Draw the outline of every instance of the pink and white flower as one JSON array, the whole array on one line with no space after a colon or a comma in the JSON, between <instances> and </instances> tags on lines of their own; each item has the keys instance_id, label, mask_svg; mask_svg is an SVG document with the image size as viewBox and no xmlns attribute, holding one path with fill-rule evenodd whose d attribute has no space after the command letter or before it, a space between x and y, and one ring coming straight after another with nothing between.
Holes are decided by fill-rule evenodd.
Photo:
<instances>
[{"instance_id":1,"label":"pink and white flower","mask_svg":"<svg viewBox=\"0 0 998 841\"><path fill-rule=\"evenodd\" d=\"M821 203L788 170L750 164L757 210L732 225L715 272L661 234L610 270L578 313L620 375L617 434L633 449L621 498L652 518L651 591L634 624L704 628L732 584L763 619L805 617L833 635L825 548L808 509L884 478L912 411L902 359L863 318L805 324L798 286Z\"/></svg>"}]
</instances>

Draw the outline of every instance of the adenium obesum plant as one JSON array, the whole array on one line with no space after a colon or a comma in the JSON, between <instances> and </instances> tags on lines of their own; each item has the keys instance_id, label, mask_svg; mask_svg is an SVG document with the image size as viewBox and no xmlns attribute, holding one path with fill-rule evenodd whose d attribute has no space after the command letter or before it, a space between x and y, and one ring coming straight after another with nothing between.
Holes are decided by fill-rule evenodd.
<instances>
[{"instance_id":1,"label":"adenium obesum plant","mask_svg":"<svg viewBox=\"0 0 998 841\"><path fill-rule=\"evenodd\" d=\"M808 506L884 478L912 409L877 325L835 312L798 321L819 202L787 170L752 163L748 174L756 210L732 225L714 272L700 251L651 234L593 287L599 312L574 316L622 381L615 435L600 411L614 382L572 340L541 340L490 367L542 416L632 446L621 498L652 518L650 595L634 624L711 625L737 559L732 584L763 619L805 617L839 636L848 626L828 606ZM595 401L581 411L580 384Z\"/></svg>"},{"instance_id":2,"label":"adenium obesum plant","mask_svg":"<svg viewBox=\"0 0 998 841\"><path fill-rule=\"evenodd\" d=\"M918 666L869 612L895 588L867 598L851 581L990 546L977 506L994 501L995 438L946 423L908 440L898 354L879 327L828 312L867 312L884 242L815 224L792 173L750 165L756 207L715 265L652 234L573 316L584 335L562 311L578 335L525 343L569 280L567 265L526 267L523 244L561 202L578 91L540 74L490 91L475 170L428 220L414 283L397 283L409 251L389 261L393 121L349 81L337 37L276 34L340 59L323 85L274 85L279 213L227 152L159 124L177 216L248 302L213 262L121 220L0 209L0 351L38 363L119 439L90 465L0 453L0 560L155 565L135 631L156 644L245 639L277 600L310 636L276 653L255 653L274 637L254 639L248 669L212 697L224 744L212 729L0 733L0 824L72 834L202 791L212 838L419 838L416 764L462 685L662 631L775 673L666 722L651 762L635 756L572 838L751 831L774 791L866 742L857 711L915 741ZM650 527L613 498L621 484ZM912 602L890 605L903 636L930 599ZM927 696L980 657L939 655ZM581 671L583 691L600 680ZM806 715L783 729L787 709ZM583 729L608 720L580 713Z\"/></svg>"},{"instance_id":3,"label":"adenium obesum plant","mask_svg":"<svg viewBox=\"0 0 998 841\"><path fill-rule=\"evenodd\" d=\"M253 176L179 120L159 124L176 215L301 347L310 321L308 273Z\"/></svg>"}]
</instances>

___

• What you are asked to do:
Copy out every line of the data above that contains the string "after", treating uppercase and lowercase letters as different.

• Exercise output:
Draw the outline of every instance of the pink and white flower as one JSON array, the whole array on one line with no space after a colon or a comma in the JSON, between <instances> and </instances> tags on lines of their own; each item has the keys instance_id, label, mask_svg; mask_svg is an SVG document with the image size as viewBox and no xmlns attribute, holding one path with fill-rule evenodd whose d attribute has no space after the command letter or before it, a space between x and y, and one ring coming straight after another with nothing between.
Draw the outline of every instance of the adenium obesum plant as one JSON array, the whole array on one line with no space after a colon or a comma in the JSON, between <instances> and </instances> tags on lines of their own; each item has the keys instance_id, label, mask_svg; mask_svg is an SVG document with the image size as viewBox and no xmlns attribute, holding one path with fill-rule evenodd whose d attribute has no space after the command letter or before it, a space between x and y, and one ring coming straight after another with nothing between.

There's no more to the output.